#### [YOUR GOAL]
Your task is to repeat all of the data exactly while excluding the pictures.

#### [AVAILABLE RECORDS]
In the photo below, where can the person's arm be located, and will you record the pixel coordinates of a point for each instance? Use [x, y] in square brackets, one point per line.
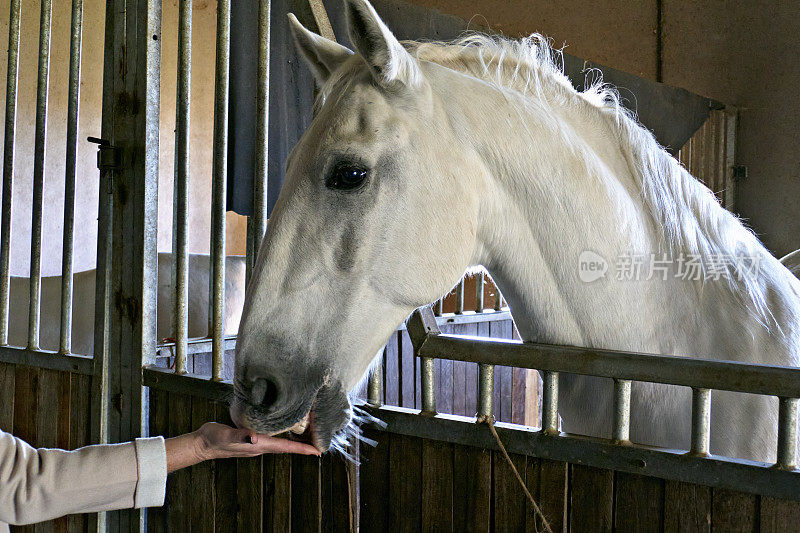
[218, 441]
[37, 485]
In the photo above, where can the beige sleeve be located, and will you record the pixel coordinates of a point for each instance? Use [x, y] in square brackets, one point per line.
[41, 484]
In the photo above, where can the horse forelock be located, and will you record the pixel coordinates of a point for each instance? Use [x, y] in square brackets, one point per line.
[687, 213]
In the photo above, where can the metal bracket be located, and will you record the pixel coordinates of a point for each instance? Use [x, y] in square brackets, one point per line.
[108, 156]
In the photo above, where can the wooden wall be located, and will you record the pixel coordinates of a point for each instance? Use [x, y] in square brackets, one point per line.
[268, 493]
[515, 397]
[47, 408]
[415, 484]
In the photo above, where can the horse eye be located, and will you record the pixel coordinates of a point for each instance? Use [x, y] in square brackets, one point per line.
[346, 177]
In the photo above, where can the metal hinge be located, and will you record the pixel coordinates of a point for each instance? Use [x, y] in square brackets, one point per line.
[108, 157]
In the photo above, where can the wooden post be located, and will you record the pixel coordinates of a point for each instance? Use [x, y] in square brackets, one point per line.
[131, 100]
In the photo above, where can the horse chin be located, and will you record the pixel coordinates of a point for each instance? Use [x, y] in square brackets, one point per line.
[315, 421]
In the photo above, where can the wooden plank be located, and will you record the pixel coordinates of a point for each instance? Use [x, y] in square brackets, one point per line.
[202, 476]
[7, 374]
[391, 368]
[509, 499]
[179, 486]
[687, 507]
[373, 481]
[591, 498]
[159, 425]
[405, 483]
[337, 508]
[407, 369]
[437, 486]
[306, 493]
[472, 489]
[734, 511]
[80, 398]
[638, 503]
[551, 494]
[779, 516]
[225, 486]
[249, 493]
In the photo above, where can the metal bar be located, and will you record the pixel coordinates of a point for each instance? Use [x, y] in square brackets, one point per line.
[622, 411]
[701, 421]
[479, 284]
[38, 174]
[216, 313]
[374, 384]
[8, 165]
[73, 106]
[79, 364]
[180, 202]
[428, 392]
[787, 433]
[685, 371]
[498, 298]
[262, 129]
[550, 403]
[485, 391]
[714, 471]
[460, 297]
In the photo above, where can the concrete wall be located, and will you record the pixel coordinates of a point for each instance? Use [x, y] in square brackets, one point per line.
[742, 53]
[204, 26]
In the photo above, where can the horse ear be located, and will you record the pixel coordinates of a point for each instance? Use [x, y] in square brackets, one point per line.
[389, 61]
[322, 55]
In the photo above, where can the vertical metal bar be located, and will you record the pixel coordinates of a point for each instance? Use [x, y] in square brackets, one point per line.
[374, 384]
[550, 403]
[485, 391]
[38, 174]
[8, 165]
[216, 313]
[460, 297]
[73, 106]
[498, 298]
[622, 411]
[787, 433]
[479, 283]
[428, 392]
[180, 202]
[262, 129]
[701, 421]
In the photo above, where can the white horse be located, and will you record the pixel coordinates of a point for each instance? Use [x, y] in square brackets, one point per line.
[426, 159]
[83, 290]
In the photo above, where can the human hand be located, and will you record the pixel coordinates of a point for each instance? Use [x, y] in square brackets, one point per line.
[218, 441]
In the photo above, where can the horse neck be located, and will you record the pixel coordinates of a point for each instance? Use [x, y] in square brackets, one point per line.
[560, 184]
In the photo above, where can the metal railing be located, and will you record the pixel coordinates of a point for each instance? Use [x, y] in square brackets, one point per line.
[32, 351]
[697, 465]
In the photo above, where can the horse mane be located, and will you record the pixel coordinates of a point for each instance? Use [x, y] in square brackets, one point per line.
[687, 213]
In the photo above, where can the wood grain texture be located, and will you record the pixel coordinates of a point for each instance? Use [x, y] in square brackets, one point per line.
[437, 486]
[509, 498]
[472, 489]
[779, 516]
[734, 511]
[591, 498]
[638, 503]
[306, 493]
[405, 483]
[374, 482]
[687, 507]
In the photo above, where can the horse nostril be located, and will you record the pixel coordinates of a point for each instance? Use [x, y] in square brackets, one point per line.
[264, 392]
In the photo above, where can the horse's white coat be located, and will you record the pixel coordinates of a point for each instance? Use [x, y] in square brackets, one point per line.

#### [RESULT OF THE TASK]
In the photo below, where can the person's arm be located, and will you record the pixel coordinates of a point for each instance? Use [x, y] in square brackets, one point per line.
[218, 441]
[37, 485]
In the photo above, where can the beige sleeve be located, and will you record the pixel coordinates of a point for each instance? Use [x, y] in square brackets, one point per line.
[41, 484]
In the photo above, where can the horse forelock be located, and will you record the pixel coordinates of a point for each instance? Use [x, y] in square brackets, one point per line.
[687, 213]
In the photo above, where can the metal bracket be located, and will you record the pixel coordinates of a point for each instance? Use [x, y] in square brackets, one point per line.
[108, 156]
In the photo above, where can the wooden wall be located, and will you record the pixel coordinates of a point for each instance? Use [x, y] in square brackets, one point per line.
[268, 493]
[515, 397]
[47, 408]
[415, 484]
In the photo above, where can the horse eye be located, and will you record the pixel coordinates of a point for each instance? Use [x, y] in square brackets, one point per line.
[346, 177]
In the photo above, where can the metal hinge be located, and will you record the pixel coordinates of a point for each instance? Use [x, y] in square brackets, one point per line.
[108, 157]
In the photo above, where can the wooden post be located, and will you record the pixel coordinates of a point for each instance? Use [x, y] in square brackets, one point per line.
[131, 100]
In the photo above, where can the horse chin be located, and will you record the pixel coordinates of a point for each instance? Use [x, y] in square brackets, one point per line.
[315, 421]
In the photo above, where can the wooden plank be located, and will you record the pixel coordinates of a point for each instance? Use [x, y] in square brackets, one point per line.
[202, 476]
[7, 374]
[391, 368]
[509, 499]
[179, 486]
[687, 507]
[373, 481]
[591, 498]
[159, 425]
[405, 483]
[337, 508]
[407, 369]
[437, 486]
[306, 493]
[472, 489]
[734, 511]
[80, 398]
[638, 503]
[551, 494]
[779, 516]
[225, 486]
[249, 493]
In the photo above, where can the metal bar be located, and will you record the pixel coordinates of a point for each instance? Use [x, y] in square brackets, one point per line.
[622, 411]
[701, 421]
[479, 284]
[38, 174]
[216, 313]
[374, 384]
[8, 165]
[73, 106]
[79, 364]
[180, 202]
[428, 392]
[787, 433]
[685, 371]
[498, 298]
[262, 129]
[550, 403]
[485, 391]
[714, 471]
[460, 297]
In the photo above, where can the concrete wall be located, and will you record the pixel coordinates of a point for each instance? Use [x, y] in square brackets, one point per line.
[742, 53]
[204, 26]
In the photo above, where can the horse ear be located, and will you record the pixel coordinates of a point for each instance? Use [x, y] in square brackets, one point per line.
[389, 61]
[322, 55]
In the photo above, where can the vertical metal bar be located, and will you record the pixel coordinates of a point for each instance? Use [x, y] in square brackets, one point per line.
[374, 384]
[550, 403]
[485, 391]
[38, 174]
[8, 165]
[216, 313]
[460, 297]
[73, 106]
[498, 298]
[622, 411]
[787, 433]
[479, 283]
[428, 392]
[180, 202]
[262, 129]
[701, 421]
In the photo above, where can the white horse be located, and will you record the pixel coordinates of a point for each instance? Use [x, y] in square brackets, one point per line.
[426, 159]
[83, 290]
In the photo above, where can the human hand be located, and will you record the pixel coordinates of a point for each instance? Use [x, y] in square brackets, one point per line.
[218, 441]
In the photo above, where can the horse neck be located, and will you record the pixel coordinates of a point for each instance? Use [x, y] in square brackets, one point per line.
[560, 184]
In the photo above, where can the metal railing be located, and will you record the pixel coordinates of a point for each instance? Use [x, y] in square brackets, one point per line.
[32, 351]
[697, 465]
In the photo above, where can the horse mane be located, and will you record the pixel coordinates of a point for each instance? Use [x, y] in square brackets, one point per line.
[687, 213]
In the photo above, where can the wood grain texture be located, and will you record the pixel coordinates of a point for each instance? Use [x, y] in square brackets, one point per line.
[437, 486]
[509, 498]
[472, 489]
[779, 516]
[734, 511]
[591, 498]
[638, 503]
[306, 493]
[405, 483]
[374, 482]
[687, 507]
In the photo above, where can the horse nostril be located, and will you record the pixel coordinates of a point for each instance? Use [x, y] in square brackets, one point per line.
[264, 392]
In the photo above, where can the horse's white coat be located, and will you record the pixel coordinates of a point for each instance? Use [x, y] in square brackets, one point per line.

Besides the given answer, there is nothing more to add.